▽
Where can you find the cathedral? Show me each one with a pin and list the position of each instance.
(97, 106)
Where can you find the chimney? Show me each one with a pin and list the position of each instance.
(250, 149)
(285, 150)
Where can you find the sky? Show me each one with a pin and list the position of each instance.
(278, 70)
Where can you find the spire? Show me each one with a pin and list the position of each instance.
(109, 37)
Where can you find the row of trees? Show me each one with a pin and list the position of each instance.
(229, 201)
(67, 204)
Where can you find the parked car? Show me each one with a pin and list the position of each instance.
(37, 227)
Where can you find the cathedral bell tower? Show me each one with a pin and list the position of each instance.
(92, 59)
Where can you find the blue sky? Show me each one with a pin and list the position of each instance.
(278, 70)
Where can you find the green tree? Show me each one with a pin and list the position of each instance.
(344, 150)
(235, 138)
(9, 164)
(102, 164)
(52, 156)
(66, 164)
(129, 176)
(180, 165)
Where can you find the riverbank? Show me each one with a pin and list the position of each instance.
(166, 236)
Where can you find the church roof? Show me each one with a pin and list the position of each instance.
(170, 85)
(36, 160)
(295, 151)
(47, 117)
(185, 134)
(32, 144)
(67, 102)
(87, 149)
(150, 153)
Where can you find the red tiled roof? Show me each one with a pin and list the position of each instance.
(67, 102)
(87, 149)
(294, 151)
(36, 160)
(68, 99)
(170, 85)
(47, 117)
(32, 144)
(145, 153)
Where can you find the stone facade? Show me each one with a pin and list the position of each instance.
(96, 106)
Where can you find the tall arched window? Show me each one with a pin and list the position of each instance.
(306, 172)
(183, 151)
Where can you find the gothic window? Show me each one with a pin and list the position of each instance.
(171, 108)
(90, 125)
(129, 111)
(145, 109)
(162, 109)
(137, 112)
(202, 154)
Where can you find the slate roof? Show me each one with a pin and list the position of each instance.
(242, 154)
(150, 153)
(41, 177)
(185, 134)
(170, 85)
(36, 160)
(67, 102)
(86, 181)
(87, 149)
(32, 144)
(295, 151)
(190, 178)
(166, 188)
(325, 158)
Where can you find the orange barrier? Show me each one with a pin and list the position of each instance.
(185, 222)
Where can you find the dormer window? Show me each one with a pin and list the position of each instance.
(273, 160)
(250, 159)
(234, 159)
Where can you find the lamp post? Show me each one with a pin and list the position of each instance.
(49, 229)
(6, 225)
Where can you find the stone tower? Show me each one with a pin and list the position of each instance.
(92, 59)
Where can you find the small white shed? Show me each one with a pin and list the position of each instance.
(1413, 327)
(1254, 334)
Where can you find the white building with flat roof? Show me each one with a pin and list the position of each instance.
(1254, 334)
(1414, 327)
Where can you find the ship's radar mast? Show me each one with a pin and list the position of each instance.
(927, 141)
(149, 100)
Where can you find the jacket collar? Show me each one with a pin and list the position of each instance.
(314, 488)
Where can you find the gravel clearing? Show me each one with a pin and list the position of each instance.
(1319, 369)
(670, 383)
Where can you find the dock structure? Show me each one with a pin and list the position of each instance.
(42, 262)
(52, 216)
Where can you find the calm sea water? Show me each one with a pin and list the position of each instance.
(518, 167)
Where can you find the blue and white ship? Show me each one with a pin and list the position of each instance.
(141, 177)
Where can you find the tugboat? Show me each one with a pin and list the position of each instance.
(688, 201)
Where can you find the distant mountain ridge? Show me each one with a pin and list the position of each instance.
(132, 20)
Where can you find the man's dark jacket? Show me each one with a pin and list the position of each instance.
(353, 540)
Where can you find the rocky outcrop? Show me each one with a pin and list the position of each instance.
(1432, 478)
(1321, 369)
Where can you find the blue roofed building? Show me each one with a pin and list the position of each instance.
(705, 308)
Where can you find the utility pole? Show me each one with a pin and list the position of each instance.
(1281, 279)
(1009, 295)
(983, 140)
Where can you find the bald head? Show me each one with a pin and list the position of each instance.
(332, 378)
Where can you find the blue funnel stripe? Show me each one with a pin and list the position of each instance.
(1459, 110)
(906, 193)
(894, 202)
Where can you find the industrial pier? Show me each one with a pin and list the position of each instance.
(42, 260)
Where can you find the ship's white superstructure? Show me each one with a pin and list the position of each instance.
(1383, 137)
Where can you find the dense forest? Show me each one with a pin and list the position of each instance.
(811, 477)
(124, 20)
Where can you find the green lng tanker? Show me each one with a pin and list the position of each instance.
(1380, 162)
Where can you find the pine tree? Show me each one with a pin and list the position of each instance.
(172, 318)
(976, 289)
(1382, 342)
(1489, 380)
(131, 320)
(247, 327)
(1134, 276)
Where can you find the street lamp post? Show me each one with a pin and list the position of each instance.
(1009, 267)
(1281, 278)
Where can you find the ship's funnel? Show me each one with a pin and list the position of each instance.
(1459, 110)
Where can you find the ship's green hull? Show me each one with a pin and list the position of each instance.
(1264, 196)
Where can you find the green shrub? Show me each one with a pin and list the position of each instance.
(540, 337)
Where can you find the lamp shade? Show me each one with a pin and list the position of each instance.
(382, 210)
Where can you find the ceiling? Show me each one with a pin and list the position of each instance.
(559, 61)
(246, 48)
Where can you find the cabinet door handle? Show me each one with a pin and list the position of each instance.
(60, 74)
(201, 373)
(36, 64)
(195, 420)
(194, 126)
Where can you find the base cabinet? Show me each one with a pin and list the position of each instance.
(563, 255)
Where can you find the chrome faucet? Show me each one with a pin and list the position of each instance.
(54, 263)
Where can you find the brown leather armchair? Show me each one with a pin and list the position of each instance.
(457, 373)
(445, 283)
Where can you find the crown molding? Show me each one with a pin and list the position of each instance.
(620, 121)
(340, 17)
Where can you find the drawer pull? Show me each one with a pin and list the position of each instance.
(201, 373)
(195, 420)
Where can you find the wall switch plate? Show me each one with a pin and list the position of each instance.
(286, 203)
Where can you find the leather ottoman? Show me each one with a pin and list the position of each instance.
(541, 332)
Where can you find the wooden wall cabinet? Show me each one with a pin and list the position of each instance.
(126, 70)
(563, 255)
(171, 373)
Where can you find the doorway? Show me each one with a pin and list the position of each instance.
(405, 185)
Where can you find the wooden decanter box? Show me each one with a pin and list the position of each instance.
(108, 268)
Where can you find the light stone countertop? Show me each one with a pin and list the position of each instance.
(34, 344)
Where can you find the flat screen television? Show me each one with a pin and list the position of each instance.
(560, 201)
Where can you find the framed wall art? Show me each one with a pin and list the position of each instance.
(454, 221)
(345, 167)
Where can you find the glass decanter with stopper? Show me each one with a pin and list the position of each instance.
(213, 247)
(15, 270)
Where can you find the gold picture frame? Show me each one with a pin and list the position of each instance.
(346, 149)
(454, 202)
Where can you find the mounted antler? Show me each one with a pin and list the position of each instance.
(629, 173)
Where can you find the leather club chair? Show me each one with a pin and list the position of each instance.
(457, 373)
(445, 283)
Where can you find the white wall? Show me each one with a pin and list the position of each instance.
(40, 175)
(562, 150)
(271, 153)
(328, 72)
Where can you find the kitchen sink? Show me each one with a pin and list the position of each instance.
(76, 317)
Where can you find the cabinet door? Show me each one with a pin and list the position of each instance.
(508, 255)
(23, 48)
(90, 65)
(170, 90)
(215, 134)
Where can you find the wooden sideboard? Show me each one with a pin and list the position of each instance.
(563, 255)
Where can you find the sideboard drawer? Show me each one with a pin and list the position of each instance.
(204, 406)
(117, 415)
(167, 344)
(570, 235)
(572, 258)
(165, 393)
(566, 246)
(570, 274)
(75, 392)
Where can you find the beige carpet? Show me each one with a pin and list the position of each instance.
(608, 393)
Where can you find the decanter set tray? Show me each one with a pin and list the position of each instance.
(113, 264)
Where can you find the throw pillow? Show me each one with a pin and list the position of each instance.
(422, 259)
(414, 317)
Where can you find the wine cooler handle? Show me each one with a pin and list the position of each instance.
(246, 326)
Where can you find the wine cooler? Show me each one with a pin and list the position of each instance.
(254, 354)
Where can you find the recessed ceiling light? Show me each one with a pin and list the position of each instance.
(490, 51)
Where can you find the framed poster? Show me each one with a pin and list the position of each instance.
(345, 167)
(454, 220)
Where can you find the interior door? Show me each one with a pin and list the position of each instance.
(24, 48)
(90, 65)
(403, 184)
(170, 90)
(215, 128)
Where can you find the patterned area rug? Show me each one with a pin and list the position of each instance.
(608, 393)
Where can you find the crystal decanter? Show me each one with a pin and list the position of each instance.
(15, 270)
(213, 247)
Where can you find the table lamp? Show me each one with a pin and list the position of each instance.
△
Требование
Перепишите строки данных, начиная со строки, где есть «Where can you find the stone tower?», и заканчивая строкой с «(1414, 327)». Замените в них «white» на «gray», всё остальное оставьте без изменений.

Результат упражнения
Where can you find the stone tower? Show me each one with a pin and list the position of each instance.
(92, 59)
Where can you find the small gray shed? Show me each one with a pin and list the position of each instance.
(1413, 327)
(1254, 334)
Where can you find the gray building with flat roof? Show me each one with a pin and list the position of each instance.
(1254, 334)
(1414, 327)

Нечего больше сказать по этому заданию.